*** Provided entries ***

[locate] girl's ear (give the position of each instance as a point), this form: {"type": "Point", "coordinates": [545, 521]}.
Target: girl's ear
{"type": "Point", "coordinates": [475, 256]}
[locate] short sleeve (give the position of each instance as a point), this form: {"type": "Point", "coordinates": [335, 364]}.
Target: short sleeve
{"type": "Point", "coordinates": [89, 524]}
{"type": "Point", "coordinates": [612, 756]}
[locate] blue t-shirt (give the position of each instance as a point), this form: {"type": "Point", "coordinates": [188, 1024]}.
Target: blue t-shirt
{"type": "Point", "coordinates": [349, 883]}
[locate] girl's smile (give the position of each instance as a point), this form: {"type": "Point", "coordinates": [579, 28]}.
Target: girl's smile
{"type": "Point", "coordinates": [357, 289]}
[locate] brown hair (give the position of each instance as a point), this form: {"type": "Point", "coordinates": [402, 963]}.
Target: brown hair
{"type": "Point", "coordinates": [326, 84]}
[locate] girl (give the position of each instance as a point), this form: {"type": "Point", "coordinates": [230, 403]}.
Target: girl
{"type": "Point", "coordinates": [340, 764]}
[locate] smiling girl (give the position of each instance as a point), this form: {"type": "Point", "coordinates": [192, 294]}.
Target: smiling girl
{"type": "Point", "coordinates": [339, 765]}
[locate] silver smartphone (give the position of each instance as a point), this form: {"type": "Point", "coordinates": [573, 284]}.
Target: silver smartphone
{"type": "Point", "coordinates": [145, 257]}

***

**Written exercise:**
Reproduce all of the material above, requests included, shifting every point coordinate in the answers by -25. Leave the numbers in the requests and their sample formats unchanged.

**Solved problem:**
[locate] girl's ear (give the position of each instance as a point), this form: {"type": "Point", "coordinates": [545, 521]}.
Target: girl's ear
{"type": "Point", "coordinates": [450, 231]}
[locate] short sleeve (give the position of each instance as a point), this form: {"type": "Point", "coordinates": [335, 364]}.
Target: short sleeve
{"type": "Point", "coordinates": [64, 499]}
{"type": "Point", "coordinates": [587, 731]}
[locate] blue t-shirt (give the position of each instance as a point), this form: {"type": "Point", "coordinates": [188, 1024]}.
Target: blue t-shirt
{"type": "Point", "coordinates": [324, 858]}
[locate] girl's smile (give the position of each instance as a point), this form: {"type": "Point", "coordinates": [579, 28]}.
Target: girl's smile
{"type": "Point", "coordinates": [332, 264]}
[locate] brown hair (give the position of each instance as a point), this form: {"type": "Point", "coordinates": [402, 963]}.
Target: brown hair
{"type": "Point", "coordinates": [301, 59]}
[locate] girl (give the position of each instance as a point), this form: {"type": "Point", "coordinates": [230, 403]}.
Target: girl
{"type": "Point", "coordinates": [315, 739]}
[locate] smiling girl (give the position of each instance as a point), this form: {"type": "Point", "coordinates": [192, 294]}.
Target: smiling girl
{"type": "Point", "coordinates": [314, 740]}
[locate] silver smartphone (give the position of each instance as a point), this form: {"type": "Point", "coordinates": [573, 284]}.
Target: silver smartphone
{"type": "Point", "coordinates": [120, 232]}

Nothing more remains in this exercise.